Record set:
======
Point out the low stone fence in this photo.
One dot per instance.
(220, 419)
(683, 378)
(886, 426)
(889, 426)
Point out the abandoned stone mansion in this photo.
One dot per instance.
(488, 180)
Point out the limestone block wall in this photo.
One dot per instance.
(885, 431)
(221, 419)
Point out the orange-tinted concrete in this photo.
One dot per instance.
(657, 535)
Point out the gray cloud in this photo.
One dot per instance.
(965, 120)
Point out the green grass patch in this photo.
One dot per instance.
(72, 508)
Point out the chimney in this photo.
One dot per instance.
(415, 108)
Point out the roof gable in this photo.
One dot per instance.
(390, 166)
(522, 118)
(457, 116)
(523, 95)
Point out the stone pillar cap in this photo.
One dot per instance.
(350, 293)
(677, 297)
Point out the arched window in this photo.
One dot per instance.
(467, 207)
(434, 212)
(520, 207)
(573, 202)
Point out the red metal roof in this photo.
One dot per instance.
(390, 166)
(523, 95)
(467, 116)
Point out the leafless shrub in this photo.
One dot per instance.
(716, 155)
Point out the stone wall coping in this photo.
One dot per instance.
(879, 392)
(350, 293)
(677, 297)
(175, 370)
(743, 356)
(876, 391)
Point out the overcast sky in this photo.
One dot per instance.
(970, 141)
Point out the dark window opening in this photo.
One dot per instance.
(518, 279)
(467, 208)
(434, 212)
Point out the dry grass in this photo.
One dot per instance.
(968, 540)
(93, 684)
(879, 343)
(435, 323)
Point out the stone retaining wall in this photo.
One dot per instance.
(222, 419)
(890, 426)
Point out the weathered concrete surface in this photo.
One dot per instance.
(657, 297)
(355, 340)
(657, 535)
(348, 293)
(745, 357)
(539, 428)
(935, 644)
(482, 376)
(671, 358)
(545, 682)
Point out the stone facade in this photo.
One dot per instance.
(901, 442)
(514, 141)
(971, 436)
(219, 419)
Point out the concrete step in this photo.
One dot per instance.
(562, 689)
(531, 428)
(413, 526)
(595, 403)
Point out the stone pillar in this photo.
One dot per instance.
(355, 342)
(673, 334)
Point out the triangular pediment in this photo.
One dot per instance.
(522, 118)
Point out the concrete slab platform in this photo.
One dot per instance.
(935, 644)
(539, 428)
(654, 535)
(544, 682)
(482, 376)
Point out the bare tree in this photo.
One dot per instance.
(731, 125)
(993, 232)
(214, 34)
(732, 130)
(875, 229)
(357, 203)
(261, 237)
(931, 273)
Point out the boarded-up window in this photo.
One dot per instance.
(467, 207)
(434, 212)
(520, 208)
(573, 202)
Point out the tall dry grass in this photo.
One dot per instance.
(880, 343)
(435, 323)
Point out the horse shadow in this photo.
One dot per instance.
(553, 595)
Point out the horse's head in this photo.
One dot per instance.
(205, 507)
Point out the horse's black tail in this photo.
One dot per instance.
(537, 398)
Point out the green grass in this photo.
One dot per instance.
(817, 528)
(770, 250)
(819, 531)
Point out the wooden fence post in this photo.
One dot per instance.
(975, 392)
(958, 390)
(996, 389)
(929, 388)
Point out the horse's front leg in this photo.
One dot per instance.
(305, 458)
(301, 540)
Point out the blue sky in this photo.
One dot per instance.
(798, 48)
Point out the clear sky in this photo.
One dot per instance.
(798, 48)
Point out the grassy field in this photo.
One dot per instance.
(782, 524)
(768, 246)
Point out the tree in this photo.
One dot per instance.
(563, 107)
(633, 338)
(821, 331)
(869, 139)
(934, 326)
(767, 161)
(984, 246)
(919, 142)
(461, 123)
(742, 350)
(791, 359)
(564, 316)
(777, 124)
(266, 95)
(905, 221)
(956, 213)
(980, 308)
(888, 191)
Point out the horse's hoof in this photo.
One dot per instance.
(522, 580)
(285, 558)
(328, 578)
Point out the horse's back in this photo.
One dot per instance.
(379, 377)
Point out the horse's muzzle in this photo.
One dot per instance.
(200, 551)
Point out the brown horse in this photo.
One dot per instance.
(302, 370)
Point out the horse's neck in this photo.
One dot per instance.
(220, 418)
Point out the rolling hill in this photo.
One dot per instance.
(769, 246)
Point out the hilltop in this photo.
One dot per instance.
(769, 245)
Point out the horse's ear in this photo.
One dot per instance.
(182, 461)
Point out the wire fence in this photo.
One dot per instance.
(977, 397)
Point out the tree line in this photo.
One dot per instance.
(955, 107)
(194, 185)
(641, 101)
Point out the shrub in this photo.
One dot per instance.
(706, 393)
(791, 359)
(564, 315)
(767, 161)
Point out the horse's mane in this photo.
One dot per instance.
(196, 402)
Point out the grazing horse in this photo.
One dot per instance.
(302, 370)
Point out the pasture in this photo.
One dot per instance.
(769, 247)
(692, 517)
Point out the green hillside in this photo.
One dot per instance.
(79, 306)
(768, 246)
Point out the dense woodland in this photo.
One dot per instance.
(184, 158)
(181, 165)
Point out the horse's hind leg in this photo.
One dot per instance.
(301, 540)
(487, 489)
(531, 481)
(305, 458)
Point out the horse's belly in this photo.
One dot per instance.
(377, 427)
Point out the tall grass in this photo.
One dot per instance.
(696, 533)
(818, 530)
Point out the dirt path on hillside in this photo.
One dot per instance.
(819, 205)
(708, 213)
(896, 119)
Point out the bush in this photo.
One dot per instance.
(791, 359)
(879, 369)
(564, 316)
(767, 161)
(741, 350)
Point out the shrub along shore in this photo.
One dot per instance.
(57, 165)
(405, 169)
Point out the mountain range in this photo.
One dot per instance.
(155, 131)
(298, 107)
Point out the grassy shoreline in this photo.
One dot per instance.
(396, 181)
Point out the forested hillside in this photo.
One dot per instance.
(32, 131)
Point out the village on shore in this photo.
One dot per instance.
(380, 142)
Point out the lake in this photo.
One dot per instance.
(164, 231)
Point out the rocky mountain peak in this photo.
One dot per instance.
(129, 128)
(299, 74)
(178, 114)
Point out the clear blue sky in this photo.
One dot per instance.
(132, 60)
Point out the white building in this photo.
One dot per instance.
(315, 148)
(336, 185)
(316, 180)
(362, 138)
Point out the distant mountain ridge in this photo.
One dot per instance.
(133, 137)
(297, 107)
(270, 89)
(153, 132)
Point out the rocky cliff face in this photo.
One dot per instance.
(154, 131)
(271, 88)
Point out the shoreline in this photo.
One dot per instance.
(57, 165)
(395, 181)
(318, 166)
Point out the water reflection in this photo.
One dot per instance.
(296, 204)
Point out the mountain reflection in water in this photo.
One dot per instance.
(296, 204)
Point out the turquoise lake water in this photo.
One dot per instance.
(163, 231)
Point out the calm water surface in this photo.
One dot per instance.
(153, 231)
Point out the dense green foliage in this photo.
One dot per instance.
======
Work task:
Your task is to reproduce the whole listing exactly.

Answer section:
Point out the low stone fence in this photo.
One dot per instance.
(220, 419)
(683, 378)
(886, 426)
(889, 426)
Point out the abandoned stone mansion in this photo.
One dot per instance.
(488, 180)
Point out the limestone block wall in this photo.
One dot per instance.
(885, 431)
(221, 419)
Point out the orange-tinted concrete in this photo.
One dot per instance.
(657, 535)
Point out the gray cloud in this photo.
One dot per instance.
(965, 120)
Point out the green grass patch in this photo.
One dot per instance.
(72, 508)
Point out the chimney in this photo.
One dot per instance.
(415, 108)
Point out the roof gable in this photo.
One dot per instance.
(390, 166)
(522, 118)
(457, 116)
(523, 95)
Point out the stone pillar cap in this photo.
One dot per instance.
(350, 293)
(677, 297)
Point out the arched window in this photo.
One dot per instance.
(467, 207)
(434, 212)
(520, 207)
(573, 202)
Point out the red metal roof in this photo.
One dot per instance.
(390, 166)
(523, 95)
(467, 116)
Point out the leafless shrub in this photo.
One dot per instance.
(716, 155)
Point out the stone wall coping in this photo.
One dot per instance.
(879, 392)
(350, 293)
(677, 297)
(175, 370)
(743, 356)
(876, 391)
Point out the overcast sky in this photo.
One dot per instance.
(970, 141)
Point out the dark window opening in this photo.
One dot per instance.
(518, 279)
(467, 208)
(434, 212)
Point out the dry grass in this photo.
One dot per instance.
(968, 540)
(93, 684)
(879, 343)
(435, 323)
Point out the stone retaining wall in this photo.
One dot per instance.
(222, 419)
(890, 426)
Point out the weathered concrete surface in this photo.
One dot per instance.
(657, 297)
(355, 340)
(657, 535)
(348, 293)
(745, 357)
(539, 428)
(935, 644)
(482, 376)
(671, 358)
(545, 682)
Point out the stone facade in this photo.
One dot per instance.
(901, 442)
(514, 141)
(971, 436)
(219, 419)
Point out the concrete step in this photo.
One dot per instance.
(562, 689)
(531, 428)
(413, 526)
(595, 403)
Point out the stone pillar in this photo.
One dot per instance.
(355, 342)
(673, 334)
Point out the triangular pediment in this photo.
One dot per instance.
(522, 118)
Point out the concrete slab platform in this photo.
One dot per instance.
(935, 644)
(539, 428)
(654, 535)
(544, 682)
(482, 376)
Point out the bare tree in this photo.
One dot per instance.
(731, 125)
(993, 232)
(214, 34)
(732, 130)
(875, 229)
(357, 203)
(261, 237)
(931, 273)
Point out the boarded-up window in this photo.
One dot per instance.
(467, 207)
(434, 212)
(520, 208)
(573, 202)
Point out the tall dry grass in this photo.
One dot per instance.
(880, 343)
(435, 323)
Point out the horse shadow in this photo.
One dot per instance.
(553, 595)
Point out the horse's head in this photo.
One dot per instance.
(205, 507)
Point out the horse's black tail in this photo.
One dot per instance.
(537, 398)
Point out the green grass in this photo.
One dot per instance.
(817, 528)
(770, 250)
(819, 531)
Point out the wooden fence post in this photo.
One dot per instance.
(975, 392)
(958, 390)
(996, 389)
(929, 388)
Point out the horse's front leg in this photo.
One dot per instance.
(305, 458)
(301, 540)
Point out the blue sky in this photo.
One dot per instance.
(798, 48)
Point out the clear sky in this photo.
One dot per instance.
(798, 48)
Point out the grassy field in this photo.
One dot per instance.
(782, 524)
(768, 246)
Point out the tree in this photo.
One dot per instance.
(563, 107)
(633, 338)
(821, 331)
(869, 139)
(934, 326)
(767, 161)
(984, 246)
(919, 142)
(461, 123)
(742, 350)
(791, 359)
(564, 316)
(777, 124)
(266, 95)
(905, 221)
(956, 213)
(980, 308)
(888, 191)
Point out the horse's hoof in this photo.
One dot per instance.
(522, 580)
(285, 558)
(328, 578)
Point out the horse's back in this photo.
One dot per instance.
(379, 377)
Point out the horse's muzzle in this photo.
One dot per instance.
(200, 551)
Point out the brown horse in this photo.
One dot per instance.
(302, 370)
Point out the horse's neck in this photo.
One dot per instance.
(220, 418)
Point out the rolling hill in this photo.
One dot per instance.
(769, 246)
Point out the hilltop in this photo.
One dot per instance.
(769, 245)
Point out the horse's ear in this photo.
One dot per instance.
(182, 461)
Point out the wire fence in this photo.
One dot per instance.
(977, 397)
Point out the tree line in this photo.
One dot per instance.
(955, 107)
(194, 185)
(641, 101)
Point out the shrub in this photo.
One dot per instance.
(706, 393)
(791, 359)
(564, 315)
(767, 161)
Point out the horse's mane in this photo.
One dot per instance.
(196, 402)
Point out the grazing horse in this photo.
One dot per instance.
(302, 370)
Point out the pasture in this photo.
One dot per instance.
(769, 247)
(692, 517)
Point out the green hillside in this photo.
One dot per instance.
(79, 306)
(768, 246)
Point out the dense woodland in this photo.
One dot per instance.
(184, 158)
(181, 165)
Point out the horse's hind leg in this photo.
One dot per instance.
(301, 540)
(487, 489)
(531, 481)
(305, 458)
Point out the horse's belly in this photo.
One dot per instance.
(377, 427)
Point out the tall grass in this photo.
One dot per instance.
(696, 533)
(818, 530)
Point out the dirt path on hillside in this photo.
One dot per instance.
(819, 205)
(708, 213)
(896, 119)
Point out the bush in this photo.
One dot per instance.
(791, 359)
(879, 369)
(564, 316)
(767, 161)
(741, 350)
Point out the shrub along shore in this photo.
One dot per instance.
(57, 165)
(405, 169)
Point out the mountain range in this photo.
One dot per instance.
(155, 131)
(298, 107)
Point out the grassy shoreline in this photo.
One dot per instance.
(396, 181)
Point out the forested hillside in this photo.
One dot per instance.
(32, 131)
Point out the village on shore in this photo.
One dot per instance.
(380, 142)
Point out the lake in this photo.
One dot per instance.
(164, 231)
Point out the rocky mountain peak in this photo.
One dot per instance.
(129, 128)
(299, 74)
(178, 114)
Point out the clear blue sky in this photo.
One dot per instance.
(132, 60)
Point out the white building in this photo.
One dot per instance.
(315, 148)
(336, 185)
(316, 180)
(362, 138)
Point out the distant mountain ridge in this photo.
One dot per instance.
(133, 137)
(297, 107)
(270, 89)
(153, 132)
Point out the rocky cliff face in this photo.
One dot per instance.
(154, 131)
(271, 88)
Point out the shoreline in this photo.
One dot per instance.
(57, 165)
(395, 181)
(318, 166)
Point out the water reflection in this photo.
One dot per instance.
(296, 204)
Point out the mountain reflection in water in this photo.
One dot per instance.
(296, 204)
Point out the turquoise lake water in this photo.
One dot per instance.
(163, 231)
Point out the calm water surface in this photo.
One dot per instance.
(153, 231)
Point out the dense green foliage in this photo.
One dot per instance.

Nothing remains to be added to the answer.